**Aufgabe 1**. Entscheiden Sie für jede der folgenden Aussagen, ob sie mit dem Text über Kristine Kathryn Rusch übereinstimmt. Antworten Sie jeweils mit Ja oder Nein und führen Sie die entscheidenden Worte des Textes als wörtliches Zitat an. (a) The 10th Kingdom schrieb sie gemeinsam mit Dean Wesley Smith unter dem Pseudonym Kathryn Wesley. (b) Sämtliche Bände der Serie über Miles Flint liegen auf Deutsch vor. (c) Ihre Krimis veröffentlicht sie unter dem Namen Kristine Dexter.

== Lesetext

Nach The Fey scheint Kristine Kathryn Ruschs Interesse an der Fantasy ziemlich erloschen zu sein, denn sie hat seither nur noch zwei entsprechende Werke geschrieben: zum einen Fantasy Life (2003), zum anderen – einmal mehr gemeinsam mit Dean Wesley Smith, dieses Mal unter dem Pseudonym Kathryn Wesley – The 10th Kingdom (2000; dt. Das zehnte Königreich), die Novelisation der gleichnamigen fünfteiligen TV-Serie, in der es die junge Virginia aus dem zeitgenössischen New York in eine magische Parallelwelt verschlägt, deren neun Königreiche von Märchenfiguren bewohnt und beherrscht werden.
Seit der Jahrtausendwende hat Kristine Kathryn Rusch sich vor allem auf SF konzentriert – etwa auf die lesenswerte, ursprünglich siebenteilige, mittlerweile um sechs Bände ergänzte Serie über den Privatdetektiv Miles Flint, deren erste sechs Bände ebenfalls ins Deutsche übersetzt wurden –, schreibt aber auch Krimis (als Kris Nelscott) sowie Liebesgeschichten mit übernatürlichen (als Kristine Grayson), Krimi- (als Kristine Dexter) oder SF-Elementen (als Kris DeLake) und verfasst weiterhin regelmäßig phantastische Kurzgeschichten und Erzählungen.

====
== Zu bearbeitende Auflistung

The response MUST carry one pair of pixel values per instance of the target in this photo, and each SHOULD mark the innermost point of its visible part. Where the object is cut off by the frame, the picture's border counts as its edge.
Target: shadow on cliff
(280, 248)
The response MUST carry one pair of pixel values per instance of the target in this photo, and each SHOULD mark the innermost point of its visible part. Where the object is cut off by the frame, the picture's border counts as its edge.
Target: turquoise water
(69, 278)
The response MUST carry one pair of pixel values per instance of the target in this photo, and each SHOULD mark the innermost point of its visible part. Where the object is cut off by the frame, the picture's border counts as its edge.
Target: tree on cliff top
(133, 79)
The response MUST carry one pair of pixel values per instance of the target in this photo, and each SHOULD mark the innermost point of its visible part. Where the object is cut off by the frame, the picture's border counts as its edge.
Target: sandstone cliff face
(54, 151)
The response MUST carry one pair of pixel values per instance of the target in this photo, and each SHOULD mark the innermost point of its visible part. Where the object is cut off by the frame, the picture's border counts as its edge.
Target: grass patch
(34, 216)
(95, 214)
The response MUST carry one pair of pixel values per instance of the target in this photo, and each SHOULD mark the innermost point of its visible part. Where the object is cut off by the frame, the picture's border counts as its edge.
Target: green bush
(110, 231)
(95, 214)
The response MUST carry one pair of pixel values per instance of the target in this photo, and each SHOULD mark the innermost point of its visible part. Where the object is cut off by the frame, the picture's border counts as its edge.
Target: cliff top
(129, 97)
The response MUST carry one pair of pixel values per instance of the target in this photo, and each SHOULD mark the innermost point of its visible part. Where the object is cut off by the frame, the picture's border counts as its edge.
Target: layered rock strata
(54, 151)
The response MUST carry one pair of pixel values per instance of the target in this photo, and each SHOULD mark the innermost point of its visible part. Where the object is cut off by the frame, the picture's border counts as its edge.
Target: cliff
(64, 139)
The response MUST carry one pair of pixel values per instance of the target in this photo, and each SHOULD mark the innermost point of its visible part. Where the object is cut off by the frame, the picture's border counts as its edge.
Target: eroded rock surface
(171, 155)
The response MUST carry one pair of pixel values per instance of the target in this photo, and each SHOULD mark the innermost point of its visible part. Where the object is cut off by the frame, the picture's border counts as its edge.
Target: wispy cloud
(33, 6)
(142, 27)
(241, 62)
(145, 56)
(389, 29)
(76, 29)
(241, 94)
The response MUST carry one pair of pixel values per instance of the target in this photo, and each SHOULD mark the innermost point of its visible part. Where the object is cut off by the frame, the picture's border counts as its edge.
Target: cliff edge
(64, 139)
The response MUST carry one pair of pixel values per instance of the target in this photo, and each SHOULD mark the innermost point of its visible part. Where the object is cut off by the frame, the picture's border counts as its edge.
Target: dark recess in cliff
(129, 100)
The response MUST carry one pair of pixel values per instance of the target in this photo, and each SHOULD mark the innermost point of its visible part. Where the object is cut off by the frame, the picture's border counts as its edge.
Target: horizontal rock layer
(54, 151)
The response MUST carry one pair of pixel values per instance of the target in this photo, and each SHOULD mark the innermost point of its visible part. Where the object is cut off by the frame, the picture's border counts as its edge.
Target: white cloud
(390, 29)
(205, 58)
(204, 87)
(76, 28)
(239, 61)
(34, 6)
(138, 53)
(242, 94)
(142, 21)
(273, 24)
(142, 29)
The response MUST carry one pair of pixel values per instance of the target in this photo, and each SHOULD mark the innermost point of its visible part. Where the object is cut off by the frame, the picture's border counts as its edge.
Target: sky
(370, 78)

====

**Aufgabe 2**. Suchen Sie aus der Auflistung jede Zeile heraus, in der die Zeichenfolge "cloud" vorkommt, und geben Sie diese Zeilen wieder.

**Ergebnis 1**.
(a) Ja: „einmal mehr gemeinsam mit Dean Wesley Smith, dieses Mal unter dem Pseudonym Kathryn Wesley – The 10th Kingdom“
(b) Nein: „deren erste sechs Bände ebenfalls ins Deutsche übersetzt wurden“
(c) Nein: „schreibt aber auch Krimis (als Kris Nelscott)“

**Ergebnis 2**.
Target: wispy cloud
Target: white cloud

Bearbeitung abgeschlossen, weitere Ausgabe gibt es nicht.